Provided passage:
+++++
Weight and fitness are two separate entities: while the number on the scale might remain the same, Esther Roberts noticed some major differences over the course of a year.
Losing weight, like training horses, takes time. Sure, one can drop pounds quickly with fad diets or an intensive weight-loss program; sadly, however, most people who lose weight rapidly regain all the weight they lost and then some.
I knew when I began this journey it would probably take some time. How long, I did not know. And sometimes, when the scale seems permanently stuck on a certain number, my determination lags.
Recently, however, while reviewing some photos of my weight-loss journey, I came upon these two images, taken exactly one year apart.
While my weight has remained almost the same during that time (*sigh*), I was happily surprised to see how much different my overall shape has become. I have at least one less chin (yay!) and my upper body is far more toned. My core muscles are much stronger and a good bit of “belly fat” has been sweated away, so I don’t have quite so much mass in front of me, and less bum behind. (Woo hoo!) My upper arms are at least a half-inch smaller in circumference; I did not take initial body measurements when I began this journey, so I don’t have “start” metrics, but certainly my shirt sleeves are looser and I have greater upper arm strength.
My forearms have always been muscular — I was a full-time professional pianist for years and still play professionally on a regular basis — so I’m not at all concerned about trying to have “thin” forearms.
My legs have also slimmed down a bit, which allows me to have better hip rotation so my leg position is much better now than it was one year ago — now, I can relax the leg around the horse better, rotate the knee forward and in, and thus have more calf on the horse’s side, instead of merely the back of my calf. #Progress!
+++++
Raw data:
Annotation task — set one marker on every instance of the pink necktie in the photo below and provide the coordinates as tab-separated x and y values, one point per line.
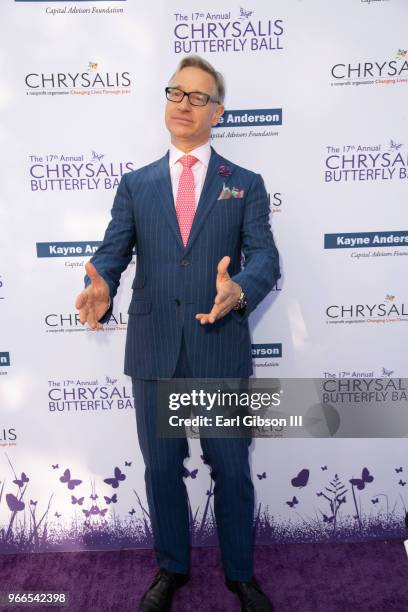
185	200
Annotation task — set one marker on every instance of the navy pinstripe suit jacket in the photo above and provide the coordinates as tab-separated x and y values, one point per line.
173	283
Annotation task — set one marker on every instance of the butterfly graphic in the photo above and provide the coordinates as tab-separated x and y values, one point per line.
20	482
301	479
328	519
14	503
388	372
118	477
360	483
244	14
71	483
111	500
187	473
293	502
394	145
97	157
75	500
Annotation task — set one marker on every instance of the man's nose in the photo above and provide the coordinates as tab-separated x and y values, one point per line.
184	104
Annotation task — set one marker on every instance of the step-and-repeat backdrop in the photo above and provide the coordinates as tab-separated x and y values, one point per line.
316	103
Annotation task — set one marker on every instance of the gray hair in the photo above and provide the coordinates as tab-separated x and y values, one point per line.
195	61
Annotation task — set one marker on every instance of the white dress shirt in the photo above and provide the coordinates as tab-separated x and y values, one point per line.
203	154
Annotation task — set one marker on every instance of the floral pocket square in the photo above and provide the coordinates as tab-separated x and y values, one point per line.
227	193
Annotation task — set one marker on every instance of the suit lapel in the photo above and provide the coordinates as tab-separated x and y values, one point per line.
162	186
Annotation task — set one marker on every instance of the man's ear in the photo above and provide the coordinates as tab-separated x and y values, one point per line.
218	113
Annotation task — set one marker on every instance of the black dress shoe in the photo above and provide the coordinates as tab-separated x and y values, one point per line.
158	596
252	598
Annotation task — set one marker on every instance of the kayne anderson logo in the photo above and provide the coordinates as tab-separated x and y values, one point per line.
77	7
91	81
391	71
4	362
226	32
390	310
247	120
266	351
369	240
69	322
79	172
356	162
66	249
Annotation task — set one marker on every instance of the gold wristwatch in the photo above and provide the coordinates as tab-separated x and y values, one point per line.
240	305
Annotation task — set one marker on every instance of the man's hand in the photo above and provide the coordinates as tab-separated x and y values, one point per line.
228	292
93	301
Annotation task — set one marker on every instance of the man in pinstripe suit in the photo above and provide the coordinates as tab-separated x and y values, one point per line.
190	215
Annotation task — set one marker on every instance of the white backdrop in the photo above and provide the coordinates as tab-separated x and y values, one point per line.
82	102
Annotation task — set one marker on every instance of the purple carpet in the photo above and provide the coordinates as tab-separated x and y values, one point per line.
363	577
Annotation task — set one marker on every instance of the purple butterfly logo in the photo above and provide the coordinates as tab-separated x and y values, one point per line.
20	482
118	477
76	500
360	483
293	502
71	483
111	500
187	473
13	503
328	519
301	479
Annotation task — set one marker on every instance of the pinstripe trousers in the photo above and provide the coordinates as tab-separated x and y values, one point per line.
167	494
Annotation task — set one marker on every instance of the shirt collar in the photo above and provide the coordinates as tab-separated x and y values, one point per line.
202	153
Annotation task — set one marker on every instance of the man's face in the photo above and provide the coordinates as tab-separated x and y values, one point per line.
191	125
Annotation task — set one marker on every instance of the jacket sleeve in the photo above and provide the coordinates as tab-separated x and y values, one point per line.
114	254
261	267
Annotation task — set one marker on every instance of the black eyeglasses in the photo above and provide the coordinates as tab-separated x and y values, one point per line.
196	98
+++++
Your objective: Carry on the piece about Esther Roberts's weight-loss and riding progress from the end of its last paragraph. These lines can be left aside.

Task response:
As you can see, Kaliwohi has also developed over the past year. In the first photo, we were riding in a JJ Tate clinic after Kiwi had been under saddle a mere thirty days. Fast forward to the second photo, and Kaliwohi is focused and listening, with good contact, and softly chewing the bit. He is also beginning to raise his back, which lowers his neck and head, resulting in baby steps towards self-carriage.
The second photo was taken on the day of the “great fall” — this shot was after the fall and I was back in the saddle to finish out the schooling session. These days, I’m working Kaliwohi on the ground in the round pen, ferreting out any holes in his trust or his training, and figuring out what my riding goals are at this time in my life.
But I thought these two photographs were a stunning visual to illustrate how slow, steady, incremental work on weight loss and fitness can show big results over time.
Similarly, slow, steady, incremental work training our horses can also show big results over time!